→ EXERCISE
The whole of the data must be transcribed exactly.

- - - -

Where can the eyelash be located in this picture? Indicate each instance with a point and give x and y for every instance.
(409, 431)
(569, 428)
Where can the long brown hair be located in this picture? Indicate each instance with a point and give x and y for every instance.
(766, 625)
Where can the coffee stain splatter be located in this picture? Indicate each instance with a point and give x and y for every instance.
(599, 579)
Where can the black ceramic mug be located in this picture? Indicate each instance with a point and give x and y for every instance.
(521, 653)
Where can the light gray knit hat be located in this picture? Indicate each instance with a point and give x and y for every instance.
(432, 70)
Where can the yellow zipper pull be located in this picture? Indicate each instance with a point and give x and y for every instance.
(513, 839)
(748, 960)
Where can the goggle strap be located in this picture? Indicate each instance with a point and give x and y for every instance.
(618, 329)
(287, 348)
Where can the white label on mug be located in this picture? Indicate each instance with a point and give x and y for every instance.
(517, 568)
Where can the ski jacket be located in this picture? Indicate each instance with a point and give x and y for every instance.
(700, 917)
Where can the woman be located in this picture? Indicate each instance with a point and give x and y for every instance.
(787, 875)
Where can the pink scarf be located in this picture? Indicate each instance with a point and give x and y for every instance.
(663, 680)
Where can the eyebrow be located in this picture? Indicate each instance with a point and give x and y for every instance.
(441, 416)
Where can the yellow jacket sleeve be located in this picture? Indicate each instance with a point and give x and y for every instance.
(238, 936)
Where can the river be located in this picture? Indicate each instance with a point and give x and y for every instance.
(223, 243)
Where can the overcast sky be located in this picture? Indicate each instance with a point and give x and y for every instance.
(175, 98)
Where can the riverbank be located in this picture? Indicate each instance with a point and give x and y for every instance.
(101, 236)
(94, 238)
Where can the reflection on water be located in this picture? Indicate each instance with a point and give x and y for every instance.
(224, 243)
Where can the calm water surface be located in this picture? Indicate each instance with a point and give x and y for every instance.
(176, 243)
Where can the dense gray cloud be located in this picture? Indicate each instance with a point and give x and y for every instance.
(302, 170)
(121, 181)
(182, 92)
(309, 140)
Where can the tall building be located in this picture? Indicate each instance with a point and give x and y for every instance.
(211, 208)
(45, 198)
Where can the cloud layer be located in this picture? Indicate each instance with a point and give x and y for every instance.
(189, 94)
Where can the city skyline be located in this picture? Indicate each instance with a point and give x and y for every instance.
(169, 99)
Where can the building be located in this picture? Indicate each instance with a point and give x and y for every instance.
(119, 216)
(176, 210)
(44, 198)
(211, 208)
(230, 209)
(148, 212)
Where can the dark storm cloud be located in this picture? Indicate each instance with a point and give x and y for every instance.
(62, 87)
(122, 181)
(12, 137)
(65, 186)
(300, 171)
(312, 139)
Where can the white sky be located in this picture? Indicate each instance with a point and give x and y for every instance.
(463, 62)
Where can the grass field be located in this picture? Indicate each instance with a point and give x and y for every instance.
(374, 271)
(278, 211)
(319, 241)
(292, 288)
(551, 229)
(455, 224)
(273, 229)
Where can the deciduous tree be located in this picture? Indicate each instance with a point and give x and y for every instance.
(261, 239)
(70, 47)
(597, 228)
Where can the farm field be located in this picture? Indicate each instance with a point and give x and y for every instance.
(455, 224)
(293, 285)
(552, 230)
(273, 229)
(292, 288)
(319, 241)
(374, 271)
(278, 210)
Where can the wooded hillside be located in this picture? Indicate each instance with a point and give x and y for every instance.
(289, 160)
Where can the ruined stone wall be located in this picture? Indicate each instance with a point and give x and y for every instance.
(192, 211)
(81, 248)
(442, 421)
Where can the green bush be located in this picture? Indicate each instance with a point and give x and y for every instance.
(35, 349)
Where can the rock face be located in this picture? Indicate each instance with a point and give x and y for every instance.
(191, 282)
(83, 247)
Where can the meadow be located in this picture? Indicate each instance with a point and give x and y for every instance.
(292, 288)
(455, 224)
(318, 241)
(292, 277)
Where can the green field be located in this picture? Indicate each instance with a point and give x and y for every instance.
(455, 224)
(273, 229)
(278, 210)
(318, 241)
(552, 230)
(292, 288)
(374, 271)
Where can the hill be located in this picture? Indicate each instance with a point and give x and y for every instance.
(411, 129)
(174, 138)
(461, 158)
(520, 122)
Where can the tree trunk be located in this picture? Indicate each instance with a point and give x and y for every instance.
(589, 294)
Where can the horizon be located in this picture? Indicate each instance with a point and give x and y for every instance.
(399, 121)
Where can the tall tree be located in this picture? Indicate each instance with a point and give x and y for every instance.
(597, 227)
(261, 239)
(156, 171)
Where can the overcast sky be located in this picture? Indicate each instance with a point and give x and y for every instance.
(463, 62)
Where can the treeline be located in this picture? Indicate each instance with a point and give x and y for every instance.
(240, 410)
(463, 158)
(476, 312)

- - - -

→ REPLY TO THE TASK
Where can the eyelash be located in this picture? Indicate each instance with a point and give x and y for every instance.
(409, 431)
(569, 428)
Where can the long brown hair be located in this picture? Indicate each instance with a point and give x and y for every instance.
(766, 625)
Where can the coffee stain splatter be located in this picture? Indicate each instance with a point and give x and y for every instance.
(599, 579)
Where can the black ceramic mug be located in this picture? Indicate each instance with a point and give x and y for every instance.
(521, 653)
Where can the light gray knit hat be located in this picture? Indicate each instance with a point and give x and y for every instance.
(432, 70)
Where can the yellow zipper pull be located in this picture? Indicate each instance with a point and give x and y for every instance.
(513, 839)
(748, 960)
Where can the goggle strap be located in this picture? Indicate each instance with a point and give x and y for every instance.
(618, 329)
(287, 348)
Where can the white label on mug be located in this picture? Indicate each instance with a point and give x and y for every instance.
(517, 568)
Where can the ski jacket be located in this picture? Indicate each instance with a point and give x and y for every instance.
(700, 917)
Where can the woman be located in this picture? Indicate each instance with a point and give x and y for every instance.
(787, 875)
Where can the pink scarf be located in this picture? Indicate each instance with a point and give x and y for every instance.
(663, 680)
Where can the eyebrow be located in this picture? Indicate each instance with a point and give x and y for every instance.
(441, 416)
Where can the yellow jacket sleeve be located in this picture? Indicate each instance with a point and give x and y for every instance.
(238, 936)
Where can the river be located in this picture? Indicate each instance with a point and give x and y for every instance.
(223, 243)
Where can the overcast sky be located in this picture? Indicate each instance with a point and give x and y for every instance.
(175, 98)
Where can the riverbank be located in this picture? Indicate each instance with a point and give x and y for every instance.
(101, 236)
(94, 238)
Where can the reflection on water be located in this picture? Indicate each instance with a point and give x and y for every instance.
(224, 243)
Where can the calm water surface be located in this picture? Indicate each instance with a point and give x and y for every instance.
(176, 243)
Where can the dense gray cloud be located in this picture? Indicate each instance with a point and give x and y for every instance.
(302, 170)
(121, 181)
(182, 92)
(309, 140)
Where can the tall building be located in this picture? Indicate each instance with a point and give x and y for every instance.
(211, 208)
(45, 198)
Where can the cloud layer be located in this picture? Indicate each instance with a point and give x and y for every instance.
(189, 94)
Where can the city skyline be located in this picture? Indicate each instance with a point and give x and y for every instance.
(169, 99)
Where can the building be located in this picture? Indicate each instance with a point and give x and y for every instance.
(119, 216)
(176, 210)
(44, 198)
(211, 208)
(230, 209)
(148, 212)
Where can the dark storm cloud be located in this picture? Indicate each instance with a point and give x and y for every instance.
(62, 87)
(122, 181)
(12, 137)
(65, 186)
(300, 171)
(312, 139)
Where can the white sky be located in this picture? Indicate each instance with a point and give x and y for every instance.
(463, 62)
Where can the grass field be located in this picture? Indicate each instance with a point and give x and y for every instance.
(374, 271)
(278, 211)
(319, 241)
(292, 288)
(551, 229)
(455, 224)
(273, 229)
Where can the deciduous tree be located in this picture? Indicate each instance with a point and give x and y for every instance.
(261, 239)
(70, 47)
(597, 228)
Where can the farm field be located in this picture? Indicate each instance with a point and give x and y for every instance.
(455, 224)
(293, 285)
(552, 230)
(273, 229)
(292, 288)
(319, 241)
(374, 271)
(278, 210)
Where can the wooded hillside be located in this picture? Indicate each instance with a point and give x and y for every instance.
(289, 160)
Where can the ruined stone wall be located in this picture? Indicate each instance with a point and give x and y for every instance.
(192, 211)
(81, 248)
(442, 421)
Where can the green bush be located in this picture? Indicate each instance with a point and give x and y for every instance.
(35, 349)
Where can the rock face be located in this picture? Indicate each instance with a point and give x and y for every instance.
(191, 282)
(83, 247)
Where can the meadow be located in this picture? Indicate each instance with a point and give x and y for every instance.
(292, 288)
(455, 224)
(318, 241)
(292, 277)
Where can the green field be located in this picture? Indicate each instance with a point and give x and y for every instance.
(455, 224)
(273, 229)
(278, 210)
(318, 241)
(552, 230)
(292, 288)
(374, 271)
Where can the hill be located in this picture? Indicate each instance with a point and give x and y for every instance.
(411, 129)
(174, 138)
(461, 158)
(520, 122)
Where can the tree trunk be located in this picture? Indicate each instance with a point and give x and y for every instance.
(589, 294)
Where can the horizon be located in this picture? Indicate each instance with a point and give x and y for every instance.
(399, 121)
Where can the tall tree be located in this picture? Indicate each instance with a point and give x and y for every instance.
(597, 227)
(261, 239)
(156, 171)
Where can the overcast sky be located in this picture? Indicate each instance with a point and give x and y for every instance.
(463, 62)
Where can the treeline be located in this picture? Indicate each instance with a point and give x and y for every instance.
(240, 410)
(463, 158)
(476, 312)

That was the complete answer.